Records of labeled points
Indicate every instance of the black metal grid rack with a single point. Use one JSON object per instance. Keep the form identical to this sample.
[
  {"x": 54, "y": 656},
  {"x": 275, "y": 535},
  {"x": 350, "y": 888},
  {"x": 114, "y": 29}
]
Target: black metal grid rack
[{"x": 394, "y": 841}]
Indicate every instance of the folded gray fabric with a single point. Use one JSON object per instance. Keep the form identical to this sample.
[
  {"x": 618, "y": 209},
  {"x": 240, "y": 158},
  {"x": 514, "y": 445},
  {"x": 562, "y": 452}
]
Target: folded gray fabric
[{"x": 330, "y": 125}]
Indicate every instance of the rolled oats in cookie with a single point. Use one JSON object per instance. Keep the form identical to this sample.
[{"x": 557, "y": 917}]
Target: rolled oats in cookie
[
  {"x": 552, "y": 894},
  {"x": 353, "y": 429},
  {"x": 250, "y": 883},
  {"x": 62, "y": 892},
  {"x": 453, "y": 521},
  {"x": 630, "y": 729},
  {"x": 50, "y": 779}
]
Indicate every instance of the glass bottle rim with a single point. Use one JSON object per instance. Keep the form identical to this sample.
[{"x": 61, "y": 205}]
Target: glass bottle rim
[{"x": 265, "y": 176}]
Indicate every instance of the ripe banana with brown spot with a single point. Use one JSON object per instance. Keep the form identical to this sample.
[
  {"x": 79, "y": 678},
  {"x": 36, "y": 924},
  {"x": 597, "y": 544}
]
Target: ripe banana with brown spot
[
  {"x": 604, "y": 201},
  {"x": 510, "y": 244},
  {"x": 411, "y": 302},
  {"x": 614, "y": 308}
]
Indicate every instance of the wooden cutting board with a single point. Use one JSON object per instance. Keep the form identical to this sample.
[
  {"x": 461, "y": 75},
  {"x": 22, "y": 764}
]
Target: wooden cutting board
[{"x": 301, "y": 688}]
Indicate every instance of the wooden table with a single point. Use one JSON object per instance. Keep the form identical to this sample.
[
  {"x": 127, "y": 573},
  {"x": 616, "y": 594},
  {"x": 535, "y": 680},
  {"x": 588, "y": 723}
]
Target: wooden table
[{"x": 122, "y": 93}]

To be done » Can you convert every line of the items above into a Markdown table with a "No." column for the row number and a "Line" column for the line itself, skipping any blank lines?

Exercise result »
| No. | Line |
|---|---|
| 1 | Indicate every instance of the black metal grid rack with a single point. Use one JSON object per instance. Keep the form identical to this sample. |
| 2 | [ |
| 3 |   {"x": 54, "y": 656}, |
| 4 |   {"x": 275, "y": 535}, |
| 5 |   {"x": 350, "y": 888}, |
| 6 |   {"x": 114, "y": 29} |
| 7 | ] |
| 8 | Target: black metal grid rack |
| 9 | [{"x": 394, "y": 841}] |
| 10 | Indicate every instance of the folded gray fabric with a single point. Use one JSON object per instance. Keep the form identical to this sample. |
| 11 | [ |
| 12 |   {"x": 618, "y": 209}, |
| 13 |   {"x": 240, "y": 158}, |
| 14 |   {"x": 514, "y": 445}, |
| 15 |   {"x": 562, "y": 452} |
| 16 | ] |
| 17 | Target: folded gray fabric |
| 18 | [{"x": 330, "y": 125}] |
| 19 | Indicate every instance of the rolled oats in cookie with a single point. Use one JSON object per instance. Keep the form identical to this sample. |
| 20 | [{"x": 557, "y": 917}] |
| 21 | Target: rolled oats in cookie |
| 22 | [ |
| 23 |   {"x": 552, "y": 894}, |
| 24 |   {"x": 353, "y": 429}, |
| 25 |   {"x": 250, "y": 883}, |
| 26 |   {"x": 62, "y": 892}, |
| 27 |   {"x": 453, "y": 521}, |
| 28 |   {"x": 630, "y": 729}, |
| 29 |   {"x": 50, "y": 779} |
| 30 | ] |
| 31 | Indicate every instance of the glass bottle rim with a single point. Use one JSON object per instance. Keep the form identical to this sample. |
| 32 | [{"x": 61, "y": 205}] |
| 33 | Target: glass bottle rim |
| 34 | [{"x": 265, "y": 176}] |
| 35 | Indicate every instance of the ripe banana with brown spot with a single point. Use one JSON object per instance. Keep the form identical to this sample. |
| 36 | [ |
| 37 |   {"x": 79, "y": 678}, |
| 38 |   {"x": 36, "y": 924}, |
| 39 |   {"x": 597, "y": 544} |
| 40 | ] |
| 41 | Target: ripe banana with brown spot |
| 42 | [ |
| 43 |   {"x": 604, "y": 201}, |
| 44 |   {"x": 510, "y": 244}, |
| 45 |   {"x": 411, "y": 302}, |
| 46 |   {"x": 614, "y": 308} |
| 47 | ] |
| 48 | Indicate every instance of the wooden cutting board with a single point. Use one JSON object per instance. Keep the form identical to this sample. |
| 49 | [ |
| 50 |   {"x": 461, "y": 75}, |
| 51 |   {"x": 22, "y": 764} |
| 52 | ] |
| 53 | Target: wooden cutting board |
| 54 | [{"x": 301, "y": 688}] |
| 55 | Indicate every instance of the wooden table with a single point. Use one JSON object per instance. Keep the form identical to this sample. |
| 56 | [ |
| 57 |   {"x": 127, "y": 573}, |
| 58 |   {"x": 616, "y": 594}, |
| 59 |   {"x": 535, "y": 680}, |
| 60 |   {"x": 588, "y": 723} |
| 61 | ] |
| 62 | Target: wooden table |
| 63 | [{"x": 122, "y": 93}] |